* Document
__________

The Gnostic Apocalypse of Peter is the third tractate in Codex VII of the Nag Hammadi library and part of the New Testament apocrypha. It is also known as the Coptic Apocalypse of Peter or Revelation of Peter. The Coptic manuscript is considered a poor translation of a Greek original that dates to c. 200 AD. Translator James Brashler considers the text "important source material for a Gnostic Christology that understands Jesus as a docetic redeemer," based on a vision near the end of the text in which Jesus states that a substitute was crucified rather than the living Jesus. Comparable language is used in the Second Treatise of the Great Seth, in which Jesus laughs at the ignorance of those who tried to kill him but failed to realize that he "did not die in reality but in appearance." Docetism was later rejected at the First Council of Nicaea in 325 AD and regarded as heretical by most non-Gnostic churches. The text also emphasizes seeking truth and knowledge, because many people will be misled by false teachers.

Summary
In the opening of the text, Jesus is sitting in the temple and talking to Peter about the importance of righteousness and knowledge. Peter envisions that the priests and the people may try to kill them. Jesus tells Peter to put his hands over his own eyes and see the truth. When Peter does so, he sees a new light and Jesus explains to him the blindness of the priests and the people. Jesus instructs Peter to listen to what the priests and the people are saying, and Peter says that they are praising Jesus. Jesus states that many people will initially accept the teachings but will turn away due to the will of the Father of their error.

__________

* Provided data
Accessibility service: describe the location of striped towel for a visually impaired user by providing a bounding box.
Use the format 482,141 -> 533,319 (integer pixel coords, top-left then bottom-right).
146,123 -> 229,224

__________

* Written task A
Answer these questions from the article on the Gnostic Apocalypse of Peter:
(i) To about what year does the Greek original of the text date?
(ii) In the Second Treatise of the Great Seth, how does Jesus react to the ignorance of those who tried to kill him?
(iii) Where is Jesus sitting at the opening of the text?
* Written task B
Please carry on the summary in the article on the Gnostic Apocalypse of Peter, picking up after its final sentence.

* Task response A
(i) About 200 AD.
(ii) He laughs at it.
(iii) In the temple.

* Task response B
Jesus continues, saying the guileless and pure will be pushed towards death, while those who have been contaminated by false teachings will be prisoners. Some will proclaim evil teachings and say evil things against each other, and they will be named as those who stand in the strength of the archons. These people will ask about dreams and will be given perdition instead of incorruption. The text emphasizes that evil cannot produce good fruit and that the soul is always a slave to its desires. On the other hand, the immortal souls resemble mortal ones but do not reveal their nature, and are in the life of immortality. What does not exist will dissolve into non-existence, and the deaf and blind will only join with their own kind.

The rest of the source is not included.